### REQUIRED TASK A:
List every file name that the HISCO notebook code below opens.
### REQUIRED TASK B:
Go on with the HISCO notebook code below, starting after its last statement.

### READING TEXT:
- - - - -
In [2]:
#Imports and initialization of HISCO vocabulary.

import gzip
import json
import nltk
from nltk.tokenize import word_tokenize
from nltk.corpus import stopwords
import string
from nltk.metrics import distance

hisco_vocab = None 
with gzip.open('./hisco.json.gz', 'r') as jsonfile:
    hisco_vocab = json.load(jsonfile)
    
# limit to desired language's occupations only
lang = input("Please type the desired language for the HISCO dataset (i.e., English, Dutch, etc.): ")
hisco_vocab = {k:v for k,v in hisco_vocab.items() if "Language" in v.keys() and v['Language'] == lang}

Please type the desired language for the HISCO dataset (i.e., English, Dutch, etc.):  Dutch


In [3]:
#Load test data.
data = None 
with gzip.open('./biocorpus.json.gz', 'r') as jsonfile:
    data = json.load(jsonfile)

In [4]:
#Create output file

try:
    f = open("Matches.txt", "x")
except IOError:
    print("Please remove the current 'Matches.txt' file from the directory before continuing.")
- - - - -
### GIVEN INFORMATION:
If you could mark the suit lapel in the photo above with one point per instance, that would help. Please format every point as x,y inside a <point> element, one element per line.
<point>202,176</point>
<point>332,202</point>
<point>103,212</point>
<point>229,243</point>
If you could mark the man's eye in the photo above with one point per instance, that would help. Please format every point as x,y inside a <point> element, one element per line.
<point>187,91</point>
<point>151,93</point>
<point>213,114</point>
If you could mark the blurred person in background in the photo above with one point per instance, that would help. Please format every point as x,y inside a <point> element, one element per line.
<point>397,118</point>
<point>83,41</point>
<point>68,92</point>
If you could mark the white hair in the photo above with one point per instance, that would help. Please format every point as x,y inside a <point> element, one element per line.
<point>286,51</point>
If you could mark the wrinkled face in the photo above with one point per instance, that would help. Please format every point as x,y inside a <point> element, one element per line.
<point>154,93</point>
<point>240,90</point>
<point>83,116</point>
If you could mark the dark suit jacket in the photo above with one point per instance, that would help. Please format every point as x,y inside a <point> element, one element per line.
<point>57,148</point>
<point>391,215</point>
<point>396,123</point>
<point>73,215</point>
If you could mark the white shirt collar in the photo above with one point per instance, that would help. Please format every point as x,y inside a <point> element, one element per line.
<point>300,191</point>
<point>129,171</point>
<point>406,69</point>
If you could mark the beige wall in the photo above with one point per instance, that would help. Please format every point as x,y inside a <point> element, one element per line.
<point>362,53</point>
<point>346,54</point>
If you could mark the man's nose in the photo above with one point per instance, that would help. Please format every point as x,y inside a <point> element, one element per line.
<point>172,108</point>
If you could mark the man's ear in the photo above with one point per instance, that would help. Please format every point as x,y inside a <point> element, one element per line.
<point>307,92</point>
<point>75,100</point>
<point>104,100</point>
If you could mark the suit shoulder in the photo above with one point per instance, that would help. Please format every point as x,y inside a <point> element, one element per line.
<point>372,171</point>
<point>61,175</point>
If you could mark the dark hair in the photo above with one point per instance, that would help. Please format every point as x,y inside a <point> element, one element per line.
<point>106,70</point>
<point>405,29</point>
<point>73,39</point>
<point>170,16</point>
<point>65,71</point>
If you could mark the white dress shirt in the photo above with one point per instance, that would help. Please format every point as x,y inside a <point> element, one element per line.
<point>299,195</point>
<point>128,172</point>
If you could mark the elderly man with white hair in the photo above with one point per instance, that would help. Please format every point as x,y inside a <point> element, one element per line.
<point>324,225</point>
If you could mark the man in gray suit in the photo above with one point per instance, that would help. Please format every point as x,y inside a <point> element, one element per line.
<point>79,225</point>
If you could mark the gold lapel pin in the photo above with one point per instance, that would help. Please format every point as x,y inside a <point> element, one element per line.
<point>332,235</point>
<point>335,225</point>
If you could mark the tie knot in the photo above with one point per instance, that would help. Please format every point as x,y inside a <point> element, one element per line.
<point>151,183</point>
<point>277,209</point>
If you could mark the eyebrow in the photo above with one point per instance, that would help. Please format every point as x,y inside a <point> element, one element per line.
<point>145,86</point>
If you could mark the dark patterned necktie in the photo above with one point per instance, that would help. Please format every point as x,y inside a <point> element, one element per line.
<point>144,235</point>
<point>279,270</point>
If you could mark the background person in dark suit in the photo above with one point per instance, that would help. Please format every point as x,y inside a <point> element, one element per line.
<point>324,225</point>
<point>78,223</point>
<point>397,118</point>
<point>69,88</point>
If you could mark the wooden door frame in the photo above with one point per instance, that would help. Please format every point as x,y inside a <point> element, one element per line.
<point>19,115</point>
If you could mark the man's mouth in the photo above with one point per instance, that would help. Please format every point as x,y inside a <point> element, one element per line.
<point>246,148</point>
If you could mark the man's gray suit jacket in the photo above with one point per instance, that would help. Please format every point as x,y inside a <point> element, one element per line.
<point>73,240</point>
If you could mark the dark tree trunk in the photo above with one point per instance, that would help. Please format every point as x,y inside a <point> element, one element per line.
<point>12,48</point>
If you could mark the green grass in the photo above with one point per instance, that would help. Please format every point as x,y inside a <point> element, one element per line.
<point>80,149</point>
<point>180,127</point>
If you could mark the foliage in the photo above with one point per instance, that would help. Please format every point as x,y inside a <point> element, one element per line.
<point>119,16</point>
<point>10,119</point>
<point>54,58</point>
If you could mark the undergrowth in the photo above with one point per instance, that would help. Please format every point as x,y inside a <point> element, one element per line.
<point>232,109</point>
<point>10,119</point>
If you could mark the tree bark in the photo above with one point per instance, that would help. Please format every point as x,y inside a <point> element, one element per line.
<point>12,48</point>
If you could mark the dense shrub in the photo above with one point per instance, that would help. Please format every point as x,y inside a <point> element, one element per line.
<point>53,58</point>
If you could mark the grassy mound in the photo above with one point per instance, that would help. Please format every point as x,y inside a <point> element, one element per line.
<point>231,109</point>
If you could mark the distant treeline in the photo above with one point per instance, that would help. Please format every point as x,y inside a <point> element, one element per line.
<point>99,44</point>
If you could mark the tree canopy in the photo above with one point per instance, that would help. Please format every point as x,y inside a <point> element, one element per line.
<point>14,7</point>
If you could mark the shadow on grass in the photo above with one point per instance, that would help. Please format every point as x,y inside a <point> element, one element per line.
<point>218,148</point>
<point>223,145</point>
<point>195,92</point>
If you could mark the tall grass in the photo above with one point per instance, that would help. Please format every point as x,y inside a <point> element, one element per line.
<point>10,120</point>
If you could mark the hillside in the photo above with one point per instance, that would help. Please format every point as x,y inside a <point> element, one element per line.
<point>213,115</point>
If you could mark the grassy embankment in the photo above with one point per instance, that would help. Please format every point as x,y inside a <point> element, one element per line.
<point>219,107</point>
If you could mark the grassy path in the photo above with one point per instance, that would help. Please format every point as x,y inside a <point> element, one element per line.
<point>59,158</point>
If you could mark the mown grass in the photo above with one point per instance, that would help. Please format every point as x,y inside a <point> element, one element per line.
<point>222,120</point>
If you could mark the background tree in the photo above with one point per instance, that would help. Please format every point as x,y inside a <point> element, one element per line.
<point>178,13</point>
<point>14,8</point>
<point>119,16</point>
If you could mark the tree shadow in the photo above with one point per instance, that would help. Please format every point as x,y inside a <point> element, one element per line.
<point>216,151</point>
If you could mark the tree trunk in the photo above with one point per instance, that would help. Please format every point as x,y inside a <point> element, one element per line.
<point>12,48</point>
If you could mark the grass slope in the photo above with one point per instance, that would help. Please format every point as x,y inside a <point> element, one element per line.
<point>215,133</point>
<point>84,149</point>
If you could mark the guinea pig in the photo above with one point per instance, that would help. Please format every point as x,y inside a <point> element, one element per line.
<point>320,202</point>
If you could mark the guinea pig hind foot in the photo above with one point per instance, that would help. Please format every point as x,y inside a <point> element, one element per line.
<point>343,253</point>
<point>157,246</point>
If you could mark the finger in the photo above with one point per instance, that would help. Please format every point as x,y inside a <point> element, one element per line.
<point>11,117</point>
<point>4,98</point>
- - - - -
### ANSWER A:
./hisco.json.gz, ./biocorpus.json.gz, Matches.txt

### ANSWER B:
Please remove the current 'Matches.txt' file from the directory before continuing.


In [None]:
#Go through each entry in data, format it, and print any potential matches.
lang = lang.lower()
correct = 0 #Test variable for amount of correct matches.
iter = 0 #Test variable for finite loop iteration. #FOR TESTING
for key, value in data.items(): #Parse through each item within the textual dataset.
    sample = data[key]
    sample_tokens_cleaned = word_tokenize(sample, language=lang)

    iter_2 = 0 #FOR TESTING
    index = 0 #Index used for contextual overview.
    for token in sample_tokens_cleaned:  #Parse through each token in a given text item.
        if token not in string.punctuation and token not in stopwords.words(lang): #Ignores stopwords and punctuation, but keeps them for context.
            iter_3 = 0
            match = 100
            title_m = ''
            code_m = ''
            context = ''
            for hisco_concept in hisco_vocab.values(): #Parse through HISCO occupation codes.
                title = hisco_concept['Occupational title']
                code = hisco_concept['Hisco code']
                levenshtein = nltk.edit_distance(token, title) #Levenshtein distance calculation.
                if match > levenshtein: #If the match is closer than the previous one, overwrite it.
                    match = levenshtein
                    title_m = title
                    code_m = code
                if match == 0: #If exact match, break loop and proceed with analysis.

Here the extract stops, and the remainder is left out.